**GIVEN TASK**
Starting at the line that contains "black glove, given" and ending at the line that contains "[[682, 312], [1128, 63], [365, 55]]", rewrite those lines, substituting "silver hair" for "gray hair" and leaving everything else unchanged.

**PROVIDED DATA**
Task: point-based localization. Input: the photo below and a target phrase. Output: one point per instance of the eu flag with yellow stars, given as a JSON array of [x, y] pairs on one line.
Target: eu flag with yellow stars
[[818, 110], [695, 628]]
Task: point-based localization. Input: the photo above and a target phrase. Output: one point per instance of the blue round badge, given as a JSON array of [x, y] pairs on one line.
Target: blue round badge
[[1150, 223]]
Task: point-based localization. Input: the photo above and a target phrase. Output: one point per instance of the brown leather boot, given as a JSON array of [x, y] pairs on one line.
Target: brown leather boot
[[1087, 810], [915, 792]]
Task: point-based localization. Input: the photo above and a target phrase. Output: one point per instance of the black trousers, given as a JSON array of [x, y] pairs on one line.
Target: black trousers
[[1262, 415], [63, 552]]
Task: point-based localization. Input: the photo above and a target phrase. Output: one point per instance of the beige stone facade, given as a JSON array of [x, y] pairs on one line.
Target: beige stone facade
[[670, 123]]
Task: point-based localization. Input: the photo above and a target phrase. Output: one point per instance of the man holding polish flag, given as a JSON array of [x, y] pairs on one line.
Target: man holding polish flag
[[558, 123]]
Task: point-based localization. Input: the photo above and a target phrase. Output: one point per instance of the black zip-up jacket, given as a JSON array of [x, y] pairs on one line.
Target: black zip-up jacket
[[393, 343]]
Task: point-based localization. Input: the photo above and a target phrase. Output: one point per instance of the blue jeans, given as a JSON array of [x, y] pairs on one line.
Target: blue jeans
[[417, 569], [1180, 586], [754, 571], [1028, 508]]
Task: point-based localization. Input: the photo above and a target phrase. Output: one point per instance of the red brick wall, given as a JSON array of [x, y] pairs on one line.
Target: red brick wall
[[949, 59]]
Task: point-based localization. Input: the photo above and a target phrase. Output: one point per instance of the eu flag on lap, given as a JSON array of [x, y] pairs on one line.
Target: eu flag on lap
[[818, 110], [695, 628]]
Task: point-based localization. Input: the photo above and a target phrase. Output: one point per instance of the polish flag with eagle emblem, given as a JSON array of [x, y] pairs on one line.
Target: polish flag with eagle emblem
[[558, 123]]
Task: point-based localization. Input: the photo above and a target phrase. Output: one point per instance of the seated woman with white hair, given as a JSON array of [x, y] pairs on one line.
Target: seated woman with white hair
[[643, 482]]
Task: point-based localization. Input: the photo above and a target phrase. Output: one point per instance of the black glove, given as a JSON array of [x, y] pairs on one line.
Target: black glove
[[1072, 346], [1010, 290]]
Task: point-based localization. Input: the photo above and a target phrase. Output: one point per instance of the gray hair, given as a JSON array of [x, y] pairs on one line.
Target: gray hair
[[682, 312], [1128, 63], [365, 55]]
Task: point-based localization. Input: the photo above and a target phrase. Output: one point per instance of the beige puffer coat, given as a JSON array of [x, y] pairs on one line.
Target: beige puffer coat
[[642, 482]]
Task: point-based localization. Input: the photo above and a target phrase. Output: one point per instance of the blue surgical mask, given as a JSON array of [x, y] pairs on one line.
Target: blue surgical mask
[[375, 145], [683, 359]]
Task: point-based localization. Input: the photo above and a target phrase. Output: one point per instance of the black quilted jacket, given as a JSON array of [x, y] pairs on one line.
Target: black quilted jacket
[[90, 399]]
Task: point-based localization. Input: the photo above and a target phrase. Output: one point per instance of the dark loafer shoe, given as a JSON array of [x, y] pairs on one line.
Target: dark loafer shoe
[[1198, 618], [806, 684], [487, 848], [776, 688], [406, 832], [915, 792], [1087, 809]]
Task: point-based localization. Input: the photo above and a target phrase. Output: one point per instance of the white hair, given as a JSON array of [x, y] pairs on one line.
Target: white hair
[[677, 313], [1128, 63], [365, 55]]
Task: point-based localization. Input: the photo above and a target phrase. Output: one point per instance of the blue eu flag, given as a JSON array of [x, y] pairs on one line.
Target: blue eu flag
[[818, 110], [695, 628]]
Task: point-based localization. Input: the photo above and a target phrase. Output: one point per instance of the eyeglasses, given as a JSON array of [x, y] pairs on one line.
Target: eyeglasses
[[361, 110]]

**ANSWER TO THIS PROBLEM**
Task: point-based localization. Input: the photo above and a target phrase. Output: one point per instance of the black glove, given as a JSON array of [x, y] pairs on one line.
Target: black glove
[[1072, 346], [1010, 290]]
Task: point-based localization. Input: the photo above and a target phrase. Output: one point per instance of the silver hair, given as a JSON array of [x, y] pairs on one line.
Target: silver hair
[[682, 312], [1128, 63], [365, 55]]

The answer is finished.